▶ What you have to do: Find every line in the records below that holds the word "Phrase" and copy it.

Referring expression data
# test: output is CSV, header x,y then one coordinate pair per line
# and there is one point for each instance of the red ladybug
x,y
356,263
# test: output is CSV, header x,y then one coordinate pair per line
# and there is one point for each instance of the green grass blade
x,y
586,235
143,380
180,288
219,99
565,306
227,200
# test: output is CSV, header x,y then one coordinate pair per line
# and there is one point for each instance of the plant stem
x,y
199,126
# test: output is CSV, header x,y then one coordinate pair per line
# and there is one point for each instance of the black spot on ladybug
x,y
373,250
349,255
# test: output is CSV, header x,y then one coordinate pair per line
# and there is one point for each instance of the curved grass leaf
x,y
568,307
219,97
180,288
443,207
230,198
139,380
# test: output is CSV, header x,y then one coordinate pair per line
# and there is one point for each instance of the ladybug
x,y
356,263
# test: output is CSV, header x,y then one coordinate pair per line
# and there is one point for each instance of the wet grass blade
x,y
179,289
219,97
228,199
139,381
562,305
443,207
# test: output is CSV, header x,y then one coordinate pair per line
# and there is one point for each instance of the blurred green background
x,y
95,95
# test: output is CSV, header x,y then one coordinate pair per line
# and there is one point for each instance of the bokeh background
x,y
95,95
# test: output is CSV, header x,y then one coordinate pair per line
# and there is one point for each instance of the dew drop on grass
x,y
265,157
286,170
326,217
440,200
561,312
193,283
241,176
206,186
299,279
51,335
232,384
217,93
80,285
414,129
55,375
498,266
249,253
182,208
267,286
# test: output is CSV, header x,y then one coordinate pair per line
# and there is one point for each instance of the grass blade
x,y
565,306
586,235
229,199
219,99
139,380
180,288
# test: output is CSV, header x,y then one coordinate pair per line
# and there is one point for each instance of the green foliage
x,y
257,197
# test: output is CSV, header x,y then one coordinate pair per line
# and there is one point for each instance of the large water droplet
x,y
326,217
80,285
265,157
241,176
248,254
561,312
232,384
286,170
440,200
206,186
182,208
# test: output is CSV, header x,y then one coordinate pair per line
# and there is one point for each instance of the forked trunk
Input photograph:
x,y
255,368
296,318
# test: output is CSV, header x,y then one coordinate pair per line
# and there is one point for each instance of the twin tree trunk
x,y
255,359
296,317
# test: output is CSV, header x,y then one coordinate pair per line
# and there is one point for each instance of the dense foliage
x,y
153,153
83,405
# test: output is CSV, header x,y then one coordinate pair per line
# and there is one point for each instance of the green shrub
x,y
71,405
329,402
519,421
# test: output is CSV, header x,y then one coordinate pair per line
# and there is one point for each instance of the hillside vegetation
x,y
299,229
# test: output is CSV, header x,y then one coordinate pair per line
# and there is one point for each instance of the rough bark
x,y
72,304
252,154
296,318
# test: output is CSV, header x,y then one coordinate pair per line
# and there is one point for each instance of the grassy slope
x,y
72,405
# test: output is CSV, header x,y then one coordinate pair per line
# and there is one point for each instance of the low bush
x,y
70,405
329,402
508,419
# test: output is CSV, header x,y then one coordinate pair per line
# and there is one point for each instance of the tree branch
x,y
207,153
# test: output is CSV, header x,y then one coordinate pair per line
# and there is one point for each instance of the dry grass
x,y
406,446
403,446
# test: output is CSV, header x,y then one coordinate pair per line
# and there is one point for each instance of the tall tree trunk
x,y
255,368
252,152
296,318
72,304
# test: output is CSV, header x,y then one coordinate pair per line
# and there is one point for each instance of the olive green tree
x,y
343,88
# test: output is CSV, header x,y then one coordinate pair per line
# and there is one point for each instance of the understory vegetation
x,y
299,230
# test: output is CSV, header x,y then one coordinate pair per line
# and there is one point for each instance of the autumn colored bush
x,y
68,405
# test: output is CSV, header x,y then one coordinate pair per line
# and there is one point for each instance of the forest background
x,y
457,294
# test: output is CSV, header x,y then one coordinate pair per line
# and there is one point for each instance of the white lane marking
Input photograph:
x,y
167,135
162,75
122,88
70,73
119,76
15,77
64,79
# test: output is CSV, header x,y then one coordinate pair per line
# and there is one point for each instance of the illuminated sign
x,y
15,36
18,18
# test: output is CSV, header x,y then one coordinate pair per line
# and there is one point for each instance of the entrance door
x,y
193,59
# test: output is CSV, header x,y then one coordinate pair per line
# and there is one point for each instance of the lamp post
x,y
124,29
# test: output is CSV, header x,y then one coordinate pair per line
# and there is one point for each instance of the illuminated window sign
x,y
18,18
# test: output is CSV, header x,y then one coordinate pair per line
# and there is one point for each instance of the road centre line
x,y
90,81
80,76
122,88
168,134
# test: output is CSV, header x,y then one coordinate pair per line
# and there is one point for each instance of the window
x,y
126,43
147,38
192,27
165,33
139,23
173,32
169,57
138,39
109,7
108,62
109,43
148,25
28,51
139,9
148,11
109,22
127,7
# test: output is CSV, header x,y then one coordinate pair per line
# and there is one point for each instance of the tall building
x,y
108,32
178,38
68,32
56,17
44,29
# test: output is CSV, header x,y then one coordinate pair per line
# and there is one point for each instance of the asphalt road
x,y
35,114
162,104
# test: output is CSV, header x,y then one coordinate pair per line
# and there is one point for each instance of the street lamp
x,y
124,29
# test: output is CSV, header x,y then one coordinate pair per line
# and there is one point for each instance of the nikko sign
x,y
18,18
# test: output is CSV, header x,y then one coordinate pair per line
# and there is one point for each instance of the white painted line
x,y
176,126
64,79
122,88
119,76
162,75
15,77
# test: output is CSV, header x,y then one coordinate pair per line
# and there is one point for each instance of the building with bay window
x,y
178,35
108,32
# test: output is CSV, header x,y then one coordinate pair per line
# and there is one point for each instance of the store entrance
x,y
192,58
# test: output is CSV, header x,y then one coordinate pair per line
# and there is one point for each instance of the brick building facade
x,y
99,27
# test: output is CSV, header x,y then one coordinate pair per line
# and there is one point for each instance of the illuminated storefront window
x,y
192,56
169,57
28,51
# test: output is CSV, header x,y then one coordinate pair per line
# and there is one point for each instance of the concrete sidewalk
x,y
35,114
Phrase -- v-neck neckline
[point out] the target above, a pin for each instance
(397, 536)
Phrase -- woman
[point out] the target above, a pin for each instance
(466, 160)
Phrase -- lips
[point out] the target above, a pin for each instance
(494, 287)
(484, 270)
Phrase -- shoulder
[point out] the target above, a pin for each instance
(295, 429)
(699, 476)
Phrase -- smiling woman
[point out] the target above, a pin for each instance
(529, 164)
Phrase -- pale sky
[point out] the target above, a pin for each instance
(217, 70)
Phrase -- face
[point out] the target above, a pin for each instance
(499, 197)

▶ Answer box:
Phrase -- v-neck neckline
Phrase -- woman
Phrase -- lips
Phrase -- shoulder
Phrase -- smiling woman
Phrase -- pale sky
Phrase -- face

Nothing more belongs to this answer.